* **Exercise directions**:
Count the lines in the rows below that contain the string "positive". Reply with the number alone.

* **Material for the task**:
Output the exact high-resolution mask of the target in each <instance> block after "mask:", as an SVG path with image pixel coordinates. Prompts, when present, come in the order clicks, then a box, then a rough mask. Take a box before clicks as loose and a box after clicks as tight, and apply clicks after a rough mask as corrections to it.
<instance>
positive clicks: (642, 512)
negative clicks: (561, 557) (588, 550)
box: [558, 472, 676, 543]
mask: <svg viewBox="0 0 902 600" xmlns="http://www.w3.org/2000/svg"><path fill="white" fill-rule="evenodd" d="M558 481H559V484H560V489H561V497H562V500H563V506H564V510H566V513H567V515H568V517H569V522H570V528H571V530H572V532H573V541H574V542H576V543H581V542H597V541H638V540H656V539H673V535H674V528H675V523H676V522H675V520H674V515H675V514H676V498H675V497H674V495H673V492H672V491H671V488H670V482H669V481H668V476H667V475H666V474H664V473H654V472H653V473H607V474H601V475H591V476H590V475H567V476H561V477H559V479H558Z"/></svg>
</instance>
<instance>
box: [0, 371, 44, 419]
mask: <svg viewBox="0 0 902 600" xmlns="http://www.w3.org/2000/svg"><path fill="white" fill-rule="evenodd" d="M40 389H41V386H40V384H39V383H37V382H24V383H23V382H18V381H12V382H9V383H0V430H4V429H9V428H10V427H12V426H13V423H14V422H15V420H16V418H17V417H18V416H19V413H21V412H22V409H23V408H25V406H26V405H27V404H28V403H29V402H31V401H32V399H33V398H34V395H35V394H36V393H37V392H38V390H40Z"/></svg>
---
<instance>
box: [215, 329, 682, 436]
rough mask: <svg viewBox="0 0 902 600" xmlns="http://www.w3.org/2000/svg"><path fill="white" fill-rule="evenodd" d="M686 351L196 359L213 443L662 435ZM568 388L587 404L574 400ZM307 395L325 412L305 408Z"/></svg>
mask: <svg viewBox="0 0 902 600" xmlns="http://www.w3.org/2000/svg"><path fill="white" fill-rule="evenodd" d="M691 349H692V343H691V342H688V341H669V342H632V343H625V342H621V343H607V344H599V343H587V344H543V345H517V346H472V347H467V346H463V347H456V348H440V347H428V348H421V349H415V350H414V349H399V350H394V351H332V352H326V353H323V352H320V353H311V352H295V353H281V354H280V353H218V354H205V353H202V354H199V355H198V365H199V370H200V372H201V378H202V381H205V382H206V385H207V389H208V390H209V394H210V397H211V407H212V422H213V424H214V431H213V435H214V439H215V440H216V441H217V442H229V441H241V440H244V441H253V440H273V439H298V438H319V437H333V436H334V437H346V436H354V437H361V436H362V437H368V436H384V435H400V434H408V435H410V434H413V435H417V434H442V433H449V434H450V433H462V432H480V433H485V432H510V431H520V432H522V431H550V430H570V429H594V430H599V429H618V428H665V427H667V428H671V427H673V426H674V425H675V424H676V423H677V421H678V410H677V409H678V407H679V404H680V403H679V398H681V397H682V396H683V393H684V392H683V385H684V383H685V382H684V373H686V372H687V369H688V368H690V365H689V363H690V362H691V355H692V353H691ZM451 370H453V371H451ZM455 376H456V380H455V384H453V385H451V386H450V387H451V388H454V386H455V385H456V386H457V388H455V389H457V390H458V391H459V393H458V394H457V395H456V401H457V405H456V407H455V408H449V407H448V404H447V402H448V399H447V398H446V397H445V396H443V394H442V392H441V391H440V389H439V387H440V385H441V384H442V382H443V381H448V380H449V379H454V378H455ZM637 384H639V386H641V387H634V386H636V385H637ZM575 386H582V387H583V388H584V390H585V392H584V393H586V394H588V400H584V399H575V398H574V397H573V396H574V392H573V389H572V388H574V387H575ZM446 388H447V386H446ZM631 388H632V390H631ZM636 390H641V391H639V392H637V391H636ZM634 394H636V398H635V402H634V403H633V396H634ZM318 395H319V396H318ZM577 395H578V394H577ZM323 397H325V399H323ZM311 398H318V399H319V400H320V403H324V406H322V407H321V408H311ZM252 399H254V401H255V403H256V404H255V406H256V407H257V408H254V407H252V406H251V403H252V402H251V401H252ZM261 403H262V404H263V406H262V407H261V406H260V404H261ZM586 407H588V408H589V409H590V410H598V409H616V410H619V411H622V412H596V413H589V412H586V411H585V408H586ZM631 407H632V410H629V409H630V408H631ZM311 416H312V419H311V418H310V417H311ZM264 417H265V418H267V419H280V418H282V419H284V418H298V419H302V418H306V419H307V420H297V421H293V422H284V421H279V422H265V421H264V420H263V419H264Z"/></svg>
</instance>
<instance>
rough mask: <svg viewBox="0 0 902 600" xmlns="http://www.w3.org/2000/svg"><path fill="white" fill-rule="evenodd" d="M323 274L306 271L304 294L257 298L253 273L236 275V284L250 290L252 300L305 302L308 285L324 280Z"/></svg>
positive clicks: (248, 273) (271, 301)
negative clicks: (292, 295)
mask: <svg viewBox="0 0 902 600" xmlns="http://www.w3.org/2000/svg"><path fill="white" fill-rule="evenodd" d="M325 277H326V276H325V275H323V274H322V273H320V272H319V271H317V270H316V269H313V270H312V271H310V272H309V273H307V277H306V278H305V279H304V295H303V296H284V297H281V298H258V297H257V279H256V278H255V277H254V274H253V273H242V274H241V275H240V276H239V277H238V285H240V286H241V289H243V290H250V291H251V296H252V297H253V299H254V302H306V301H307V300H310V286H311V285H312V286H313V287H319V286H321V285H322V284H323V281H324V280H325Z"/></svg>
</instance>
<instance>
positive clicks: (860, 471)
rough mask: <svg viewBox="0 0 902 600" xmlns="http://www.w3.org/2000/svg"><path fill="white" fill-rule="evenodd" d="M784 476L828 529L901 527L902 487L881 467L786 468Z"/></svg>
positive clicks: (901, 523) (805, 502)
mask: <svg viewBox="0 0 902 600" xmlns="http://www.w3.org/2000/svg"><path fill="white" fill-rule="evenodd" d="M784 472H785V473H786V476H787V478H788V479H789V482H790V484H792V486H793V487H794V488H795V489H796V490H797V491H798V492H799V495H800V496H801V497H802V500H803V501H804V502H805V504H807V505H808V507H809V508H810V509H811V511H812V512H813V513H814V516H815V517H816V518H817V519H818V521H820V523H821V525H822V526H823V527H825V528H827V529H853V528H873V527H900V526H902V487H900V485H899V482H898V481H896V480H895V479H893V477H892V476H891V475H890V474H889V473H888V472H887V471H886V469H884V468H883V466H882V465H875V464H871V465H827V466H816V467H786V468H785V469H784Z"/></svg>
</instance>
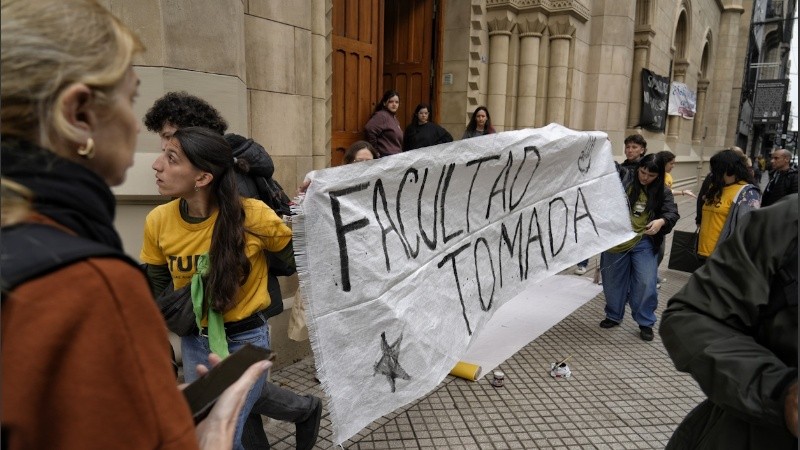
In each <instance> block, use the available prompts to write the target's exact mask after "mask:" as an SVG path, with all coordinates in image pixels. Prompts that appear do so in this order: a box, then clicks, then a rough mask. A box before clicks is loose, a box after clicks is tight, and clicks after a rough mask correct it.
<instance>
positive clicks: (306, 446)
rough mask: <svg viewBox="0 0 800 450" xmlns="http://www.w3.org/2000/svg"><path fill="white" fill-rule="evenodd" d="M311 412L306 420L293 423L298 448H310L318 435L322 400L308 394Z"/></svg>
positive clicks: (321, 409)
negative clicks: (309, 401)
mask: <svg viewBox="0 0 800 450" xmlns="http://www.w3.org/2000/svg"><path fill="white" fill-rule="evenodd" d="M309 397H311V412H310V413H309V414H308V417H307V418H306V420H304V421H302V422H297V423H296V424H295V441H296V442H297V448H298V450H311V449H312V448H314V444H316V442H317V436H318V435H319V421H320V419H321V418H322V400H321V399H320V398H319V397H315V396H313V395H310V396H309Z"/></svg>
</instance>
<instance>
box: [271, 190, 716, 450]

* **Exercise solution**:
6